INSTRUCTIONS TO FOLLOW:
Reproduce the records without changes, from the first line through the line with "column 1113, row 165".

STORED DATA:
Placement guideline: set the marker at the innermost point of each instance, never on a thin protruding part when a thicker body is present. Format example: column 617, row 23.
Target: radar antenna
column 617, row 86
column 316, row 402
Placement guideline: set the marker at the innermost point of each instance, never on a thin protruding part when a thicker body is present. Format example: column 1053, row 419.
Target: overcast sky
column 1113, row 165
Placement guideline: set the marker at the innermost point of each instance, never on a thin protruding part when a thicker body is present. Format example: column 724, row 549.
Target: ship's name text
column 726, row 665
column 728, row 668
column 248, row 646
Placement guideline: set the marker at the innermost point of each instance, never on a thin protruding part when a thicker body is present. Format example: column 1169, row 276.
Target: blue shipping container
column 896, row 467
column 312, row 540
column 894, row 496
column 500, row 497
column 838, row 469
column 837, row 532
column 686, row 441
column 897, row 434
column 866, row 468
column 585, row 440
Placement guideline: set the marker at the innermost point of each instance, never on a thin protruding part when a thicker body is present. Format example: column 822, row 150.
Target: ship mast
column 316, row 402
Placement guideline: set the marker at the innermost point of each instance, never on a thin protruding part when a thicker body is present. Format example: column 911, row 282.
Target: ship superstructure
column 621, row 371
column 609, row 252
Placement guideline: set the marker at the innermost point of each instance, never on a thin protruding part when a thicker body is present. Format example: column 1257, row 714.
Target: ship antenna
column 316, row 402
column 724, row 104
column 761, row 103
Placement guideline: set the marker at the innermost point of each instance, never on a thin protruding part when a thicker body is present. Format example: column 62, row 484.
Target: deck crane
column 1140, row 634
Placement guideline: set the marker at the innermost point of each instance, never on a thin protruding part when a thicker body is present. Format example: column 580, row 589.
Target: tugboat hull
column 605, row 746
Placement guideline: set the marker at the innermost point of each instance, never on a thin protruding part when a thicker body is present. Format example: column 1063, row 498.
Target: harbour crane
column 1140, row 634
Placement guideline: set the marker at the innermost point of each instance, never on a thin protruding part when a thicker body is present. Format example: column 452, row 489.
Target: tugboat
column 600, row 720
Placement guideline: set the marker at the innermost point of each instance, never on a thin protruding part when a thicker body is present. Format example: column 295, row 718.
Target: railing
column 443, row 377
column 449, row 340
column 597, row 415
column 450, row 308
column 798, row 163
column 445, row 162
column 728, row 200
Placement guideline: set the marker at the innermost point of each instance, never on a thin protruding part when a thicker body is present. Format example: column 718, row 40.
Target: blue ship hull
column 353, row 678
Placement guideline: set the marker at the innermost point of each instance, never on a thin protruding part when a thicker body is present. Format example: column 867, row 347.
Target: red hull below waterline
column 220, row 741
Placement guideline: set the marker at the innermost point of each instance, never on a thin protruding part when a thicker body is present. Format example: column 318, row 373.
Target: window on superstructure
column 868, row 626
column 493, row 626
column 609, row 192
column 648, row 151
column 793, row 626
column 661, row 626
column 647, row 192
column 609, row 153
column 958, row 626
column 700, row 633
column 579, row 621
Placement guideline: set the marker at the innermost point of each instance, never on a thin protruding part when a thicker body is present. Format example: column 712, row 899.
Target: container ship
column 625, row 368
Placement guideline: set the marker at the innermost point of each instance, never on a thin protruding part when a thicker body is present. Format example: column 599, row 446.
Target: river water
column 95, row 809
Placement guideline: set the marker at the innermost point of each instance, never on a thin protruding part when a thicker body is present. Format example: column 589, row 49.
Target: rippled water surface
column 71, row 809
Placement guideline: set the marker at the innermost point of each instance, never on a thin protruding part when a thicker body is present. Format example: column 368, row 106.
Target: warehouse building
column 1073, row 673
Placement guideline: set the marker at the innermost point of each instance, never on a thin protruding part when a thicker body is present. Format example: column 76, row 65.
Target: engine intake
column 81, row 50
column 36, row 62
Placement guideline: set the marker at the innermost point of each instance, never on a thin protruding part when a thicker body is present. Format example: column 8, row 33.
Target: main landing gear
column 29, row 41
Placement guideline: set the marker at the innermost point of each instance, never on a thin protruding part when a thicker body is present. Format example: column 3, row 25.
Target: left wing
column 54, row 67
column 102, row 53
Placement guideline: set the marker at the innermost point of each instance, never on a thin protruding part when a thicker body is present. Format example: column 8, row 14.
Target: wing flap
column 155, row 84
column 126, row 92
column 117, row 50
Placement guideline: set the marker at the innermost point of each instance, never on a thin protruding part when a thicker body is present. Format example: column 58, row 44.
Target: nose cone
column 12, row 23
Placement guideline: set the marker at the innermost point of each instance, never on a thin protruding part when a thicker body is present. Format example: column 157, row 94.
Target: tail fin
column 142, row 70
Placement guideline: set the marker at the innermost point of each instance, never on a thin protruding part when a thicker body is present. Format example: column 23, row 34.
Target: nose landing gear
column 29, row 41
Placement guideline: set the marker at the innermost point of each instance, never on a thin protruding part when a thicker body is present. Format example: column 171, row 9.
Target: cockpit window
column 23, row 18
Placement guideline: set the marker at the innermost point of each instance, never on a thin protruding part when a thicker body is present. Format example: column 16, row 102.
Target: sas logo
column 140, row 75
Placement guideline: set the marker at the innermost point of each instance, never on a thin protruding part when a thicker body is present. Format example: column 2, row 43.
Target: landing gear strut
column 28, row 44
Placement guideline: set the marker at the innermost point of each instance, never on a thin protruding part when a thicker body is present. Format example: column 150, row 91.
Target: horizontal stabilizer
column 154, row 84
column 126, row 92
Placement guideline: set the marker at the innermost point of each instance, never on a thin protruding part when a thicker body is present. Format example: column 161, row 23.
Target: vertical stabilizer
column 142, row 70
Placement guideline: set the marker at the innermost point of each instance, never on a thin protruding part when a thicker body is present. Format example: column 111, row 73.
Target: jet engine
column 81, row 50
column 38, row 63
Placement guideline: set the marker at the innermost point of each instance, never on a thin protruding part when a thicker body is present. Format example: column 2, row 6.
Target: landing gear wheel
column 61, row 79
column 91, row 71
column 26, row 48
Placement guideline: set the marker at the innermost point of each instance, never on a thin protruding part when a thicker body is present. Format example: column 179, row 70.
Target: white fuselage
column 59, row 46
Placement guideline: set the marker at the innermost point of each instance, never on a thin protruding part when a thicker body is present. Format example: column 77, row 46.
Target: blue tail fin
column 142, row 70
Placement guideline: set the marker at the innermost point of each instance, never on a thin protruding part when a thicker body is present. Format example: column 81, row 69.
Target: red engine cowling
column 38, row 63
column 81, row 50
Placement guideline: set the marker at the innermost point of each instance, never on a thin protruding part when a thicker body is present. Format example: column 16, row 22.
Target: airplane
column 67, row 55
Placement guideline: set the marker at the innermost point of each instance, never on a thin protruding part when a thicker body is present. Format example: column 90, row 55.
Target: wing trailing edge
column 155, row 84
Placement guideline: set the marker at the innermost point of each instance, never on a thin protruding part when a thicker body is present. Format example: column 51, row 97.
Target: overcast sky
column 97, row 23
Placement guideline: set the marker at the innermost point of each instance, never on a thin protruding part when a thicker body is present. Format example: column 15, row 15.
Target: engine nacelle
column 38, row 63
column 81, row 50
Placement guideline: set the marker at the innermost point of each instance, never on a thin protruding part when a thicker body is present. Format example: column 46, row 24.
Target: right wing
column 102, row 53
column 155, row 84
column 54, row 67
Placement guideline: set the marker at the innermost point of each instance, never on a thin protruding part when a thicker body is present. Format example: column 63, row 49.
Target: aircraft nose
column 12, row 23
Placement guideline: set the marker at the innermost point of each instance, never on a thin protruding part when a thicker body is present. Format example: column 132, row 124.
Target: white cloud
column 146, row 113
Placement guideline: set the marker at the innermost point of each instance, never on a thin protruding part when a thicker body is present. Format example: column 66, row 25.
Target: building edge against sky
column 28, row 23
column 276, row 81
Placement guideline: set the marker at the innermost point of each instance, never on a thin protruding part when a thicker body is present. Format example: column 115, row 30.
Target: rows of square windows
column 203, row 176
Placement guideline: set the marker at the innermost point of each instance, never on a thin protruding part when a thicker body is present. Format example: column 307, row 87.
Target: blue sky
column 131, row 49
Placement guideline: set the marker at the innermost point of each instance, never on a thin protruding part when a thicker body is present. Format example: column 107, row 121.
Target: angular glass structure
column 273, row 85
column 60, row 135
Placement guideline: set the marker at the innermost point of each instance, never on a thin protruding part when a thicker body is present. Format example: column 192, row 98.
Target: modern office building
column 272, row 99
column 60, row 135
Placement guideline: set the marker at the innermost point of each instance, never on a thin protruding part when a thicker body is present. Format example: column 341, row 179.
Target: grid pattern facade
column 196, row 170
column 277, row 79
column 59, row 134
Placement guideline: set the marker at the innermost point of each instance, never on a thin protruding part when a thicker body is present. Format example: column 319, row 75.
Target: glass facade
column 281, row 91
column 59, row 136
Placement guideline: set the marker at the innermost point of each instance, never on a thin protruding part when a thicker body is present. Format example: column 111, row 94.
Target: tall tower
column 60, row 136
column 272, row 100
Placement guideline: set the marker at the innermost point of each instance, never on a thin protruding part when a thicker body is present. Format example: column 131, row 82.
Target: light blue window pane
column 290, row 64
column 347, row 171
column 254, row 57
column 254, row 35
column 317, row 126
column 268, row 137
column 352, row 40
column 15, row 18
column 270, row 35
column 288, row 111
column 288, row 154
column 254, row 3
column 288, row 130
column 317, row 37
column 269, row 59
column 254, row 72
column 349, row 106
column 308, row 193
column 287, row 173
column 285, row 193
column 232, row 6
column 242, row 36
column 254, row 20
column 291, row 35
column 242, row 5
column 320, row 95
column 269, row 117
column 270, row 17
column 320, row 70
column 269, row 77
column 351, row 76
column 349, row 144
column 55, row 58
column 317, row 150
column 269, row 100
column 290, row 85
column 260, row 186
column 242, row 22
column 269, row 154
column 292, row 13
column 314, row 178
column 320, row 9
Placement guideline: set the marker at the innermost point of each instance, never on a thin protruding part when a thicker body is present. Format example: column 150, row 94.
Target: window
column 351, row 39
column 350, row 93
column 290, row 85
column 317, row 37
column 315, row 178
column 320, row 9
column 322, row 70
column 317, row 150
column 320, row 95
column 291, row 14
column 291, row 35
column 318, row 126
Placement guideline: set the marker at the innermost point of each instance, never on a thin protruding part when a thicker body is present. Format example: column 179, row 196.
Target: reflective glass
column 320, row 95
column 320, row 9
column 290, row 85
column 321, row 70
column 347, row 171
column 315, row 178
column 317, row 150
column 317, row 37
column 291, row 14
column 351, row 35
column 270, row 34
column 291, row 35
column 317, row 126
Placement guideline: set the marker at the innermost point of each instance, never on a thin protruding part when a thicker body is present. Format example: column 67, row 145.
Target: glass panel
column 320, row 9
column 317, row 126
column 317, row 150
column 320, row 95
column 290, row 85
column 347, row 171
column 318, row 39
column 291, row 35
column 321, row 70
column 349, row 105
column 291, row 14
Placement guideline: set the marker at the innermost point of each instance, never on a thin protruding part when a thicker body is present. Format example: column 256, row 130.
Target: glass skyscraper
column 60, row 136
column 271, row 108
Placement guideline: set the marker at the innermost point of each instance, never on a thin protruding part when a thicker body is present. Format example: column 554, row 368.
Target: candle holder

PROBLEM SOLUTION:
Placement guideline: set the marker at the innermost point of each instance, never on a thin protruding part when a thicker body is present. Format example: column 617, row 23.
Target: radar antenna
column 617, row 86
column 316, row 402
Placement guideline: set the marker at the innermost point of each instance, never on a thin protruding part when a thicker body is present. Format example: column 1053, row 419.
Target: overcast sky
column 1113, row 165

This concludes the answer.